- [Written instruction A]:
Pull out every line in the rows below that contains the word "iron".

- [Text]:
October – Turkey Meatloaf

October – Turkey Meatloaf

California is in the midst of a historic drought. Along with taking short showers, letting our lawns die, and passing on tap water at restaurants, our family is considering the water that is needed to produce the food we eat every day. Global agricultural production accounts for 92% of the water footprint, and in the U.S. meat alone is 30%. Doesn’t it make sense to take these facts into consideration when doing meal planning?

Beef requires 1,847 gallons of water to produce 1 pound, shocking isn’t it? Lamb needs 1,248 gal./lb., pork is lower at 718 gal./lb. Most efficient is chicken at 518 gal./lb. Eggs are a winner at 395 gal./lb. Because of these environmental facts, we are limiting the amount of beef and lamb we eat on a regular basis.

I was fine with those environmental limits until I saw a post by the blog The Frugal Housfrau for Steakhouse Meatloaf. I haven’t made a meatloaf in years and suddenly I had to have one! Just looking at her pictures made my mouth water. But, we are limiting beef consumption, remember? Could I adapt her recipe to use something less water hungry like turkey? Yes! My family judged it a success and it made wonderful leftover sandwiches. Turkey can be dry so I made some alterations to her original recipe. The Frugal Housfrau came to the rescue again, she had added ricotta to her chicken/turkey meatballs to keep them moist, and I had borrowed the same idea for my lamb burgers last March. Both of those recipes turned out very well, why not meatloaf which is really a big meatball or burger, right? And for an extra burst of nutrition, flavor, and moistness, I added a grated zucchini to the mix. After all, isn’t zucchini bread a vegetable?

- [Dataset]:
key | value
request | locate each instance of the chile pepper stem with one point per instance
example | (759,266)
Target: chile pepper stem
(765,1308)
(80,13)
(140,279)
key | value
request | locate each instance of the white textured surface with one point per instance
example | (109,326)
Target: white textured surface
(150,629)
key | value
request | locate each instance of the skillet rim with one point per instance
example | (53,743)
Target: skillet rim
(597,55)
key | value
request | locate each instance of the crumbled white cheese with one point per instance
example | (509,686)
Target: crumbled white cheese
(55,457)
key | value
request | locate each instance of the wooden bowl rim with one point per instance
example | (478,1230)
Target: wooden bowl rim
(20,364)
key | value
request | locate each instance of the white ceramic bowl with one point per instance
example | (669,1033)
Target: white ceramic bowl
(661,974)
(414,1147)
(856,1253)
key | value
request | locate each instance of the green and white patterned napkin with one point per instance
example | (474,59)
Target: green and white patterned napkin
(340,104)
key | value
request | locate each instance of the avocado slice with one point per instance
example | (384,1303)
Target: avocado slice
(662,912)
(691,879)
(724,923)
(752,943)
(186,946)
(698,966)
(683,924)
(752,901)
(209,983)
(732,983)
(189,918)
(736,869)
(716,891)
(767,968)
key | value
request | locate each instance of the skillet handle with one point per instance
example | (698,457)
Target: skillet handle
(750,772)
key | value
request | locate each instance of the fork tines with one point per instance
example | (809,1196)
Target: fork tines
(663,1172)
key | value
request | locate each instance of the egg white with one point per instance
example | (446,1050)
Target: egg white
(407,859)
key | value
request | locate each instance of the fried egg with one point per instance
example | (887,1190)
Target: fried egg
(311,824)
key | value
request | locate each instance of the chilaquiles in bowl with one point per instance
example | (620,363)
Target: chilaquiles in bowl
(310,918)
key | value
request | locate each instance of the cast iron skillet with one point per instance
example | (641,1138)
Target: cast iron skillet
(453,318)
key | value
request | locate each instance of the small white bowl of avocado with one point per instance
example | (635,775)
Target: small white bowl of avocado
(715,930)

* * *

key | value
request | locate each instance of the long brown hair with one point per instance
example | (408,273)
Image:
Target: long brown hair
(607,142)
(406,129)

- [Written instruction B]:
Write out everything in the meatloaf post from "Beef requires 1,847" down to "a regular basis.", putting "duck" wherever "chicken" appears.

- [Full answer A]:
request | locate each instance of the cast iron skillet with one point per instance
Target: cast iron skillet

- [Full answer B]:
Beef requires 1,847 gallons of water to produce 1 pound, shocking isn’t it? Lamb needs 1,248 gal./lb., pork is lower at 718 gal./lb. Most efficient is duck at 518 gal./lb. Eggs are a winner at 395 gal./lb. Because of these environmental facts, we are limiting the amount of beef and lamb we eat on a regular basis.